§ Task statement
Can you rewrite every one of the records below, changing "photo" to "image" and keeping everything else identical? Leave the pictures out of your version.

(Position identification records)
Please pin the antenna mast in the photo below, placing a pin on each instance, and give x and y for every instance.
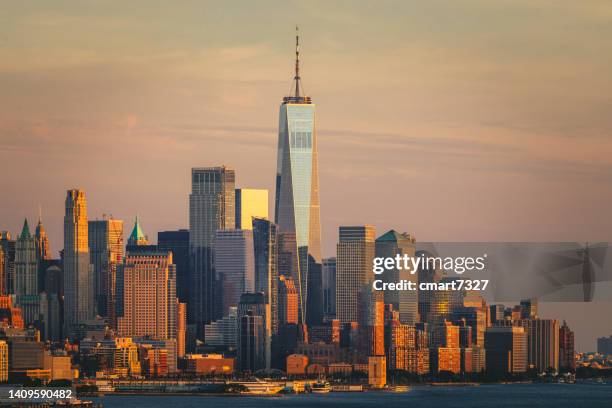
(297, 62)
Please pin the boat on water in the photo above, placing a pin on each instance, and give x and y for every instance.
(260, 387)
(397, 388)
(320, 387)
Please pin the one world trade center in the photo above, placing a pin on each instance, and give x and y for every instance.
(297, 199)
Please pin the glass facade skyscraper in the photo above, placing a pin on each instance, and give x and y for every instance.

§ Correct output
Please pin the antenna mast in the image below, placing a pin on each instance, and give x and y for every instance.
(297, 62)
Please pin the boat on water in the image above, placing a pin on each instance, and give x and y for every instance.
(260, 387)
(397, 388)
(320, 387)
Please pin the one world trade center in the image above, placing a pin on each instance, and give x and y for every instance.
(297, 199)
Please pin the glass facade skyscraper in the image above, placing a pin on each instance, and give x and y for every instance.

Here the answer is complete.